**** Document segment
OrthoDB

Last updated
OrthoDB
OrthoDB logo.png
Content
DescriptionCatalog of Orthologs.
Contact
Research center Swiss Institute of Bioinformatics
LaboratoryComputational Evolutionary Genomics Group
AuthorsEvgenia V. Kriventseva
Primary citationKriventseva et al. (2015) [1]
Release date2007
Access
Website www.orthodb.org
Download URL https://www.orthodb.org/?page=filelist
Sparql endpoint sparql.orthodb.org/sparql
Miscellaneous
License CC-BY-3.0

OrthoDB [1] [2] [3] [4] presents a catalog of orthologous protein-coding genes across vertebrates, arthropods, fungi, plants, and bacteria. Orthology refers to the last common ancestor of the species under consideration, and thus OrthoDB explicitly delineates orthologs at each major radiation along the species phylogeny. The database of orthologs presents available protein descriptors, together with Gene Ontology and InterPro attributes, which serve to provide general descriptive annotations of the orthologous groups, and facilitate comprehensive orthology database querying. OrthoDB also provides computed evolutionary traits of orthologs, such as gene duplicability and loss profiles, divergence rates, sibling groups, and gene intron-exon architectures.
********
**** Data listing
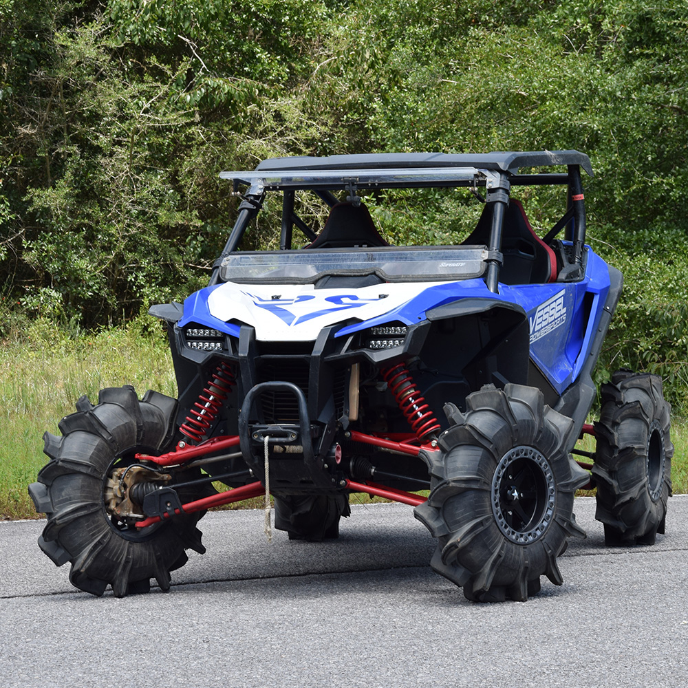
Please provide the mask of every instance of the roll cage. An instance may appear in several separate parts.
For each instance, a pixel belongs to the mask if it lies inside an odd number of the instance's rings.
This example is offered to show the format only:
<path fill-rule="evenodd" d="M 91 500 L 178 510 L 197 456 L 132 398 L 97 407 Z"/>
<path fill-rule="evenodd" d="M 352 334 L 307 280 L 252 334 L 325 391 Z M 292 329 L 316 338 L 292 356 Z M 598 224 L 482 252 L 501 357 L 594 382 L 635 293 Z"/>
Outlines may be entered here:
********
● **Work item**
According to the OrthoDB page, which license does the database use?

● **Exercise response**
CC-BY-3.0